--- Text segment ---
-------
Oracle Hash Join - Probe Table: Index over Partition?

Both Table P (Parent) and C (Child) have 10 partitions on cat and 316 subpartitions on effective_date.
Table P has the following index create index ix_p_cat on p (cat);.
How is it possible that an index range scan with an index on the partition column is preferable (lower cost) to the optimizer than doing a full partition access?
My thinking is that the same amount of data blocks from P are going to be needed in either case, so might as well avoid having to read additional index blocks. However, the optimizer disagrees.
Below are two explain plans. The first is showing that the optimizer wants to use the index to build the hash table, and the second is with a hint to not use the index.
Tables and index are analyzed.
Oracle Enterprise Edition 19c. Thanks in advance.
select C.some_col
from "P"
join "C"
-------
--- Data excerpt ---
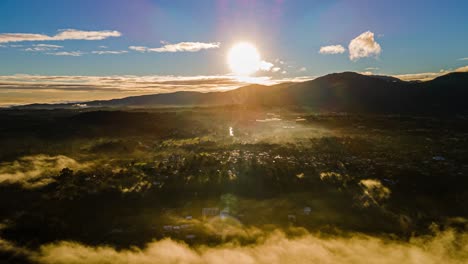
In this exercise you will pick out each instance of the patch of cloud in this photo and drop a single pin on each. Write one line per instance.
-------
--- Jobs ---
A. Answer these about the Oracle hash join post:
(i) How many partitions on cat and how many subpartitions on effective_date do tables P and C each have?
(ii) What does the second explain plan use?
(iii) Which Oracle edition and version is named?
B. Reproduce the part of the Oracle hash join post that opens with the words containing "Table P has" and closes with "Thanks in advance.", swapping "optimizer" for "planner" in each place it occurs.
This material comes from a separate source.

--- Solution set ---
A.
(i) 10 partitions on cat and 316 subpartitions on effective_date.
(ii) A hint to not use the index.
(iii) Oracle Enterprise Edition 19c.

B.
Table P has the following index create index ix_p_cat on p (cat);.
How is it possible that an index range scan with an index on the partition column is preferable (lower cost) to the planner than doing a full partition access?
My thinking is that the same amount of data blocks from P are going to be needed in either case, so might as well avoid having to read additional index blocks. However, the planner disagrees.
Below are two explain plans. The first is showing that the planner wants to use the index to build the hash table, and the second is with a hint to not use the index.
Tables and index are analyzed.
Oracle Enterprise Edition 19c. Thanks in advance.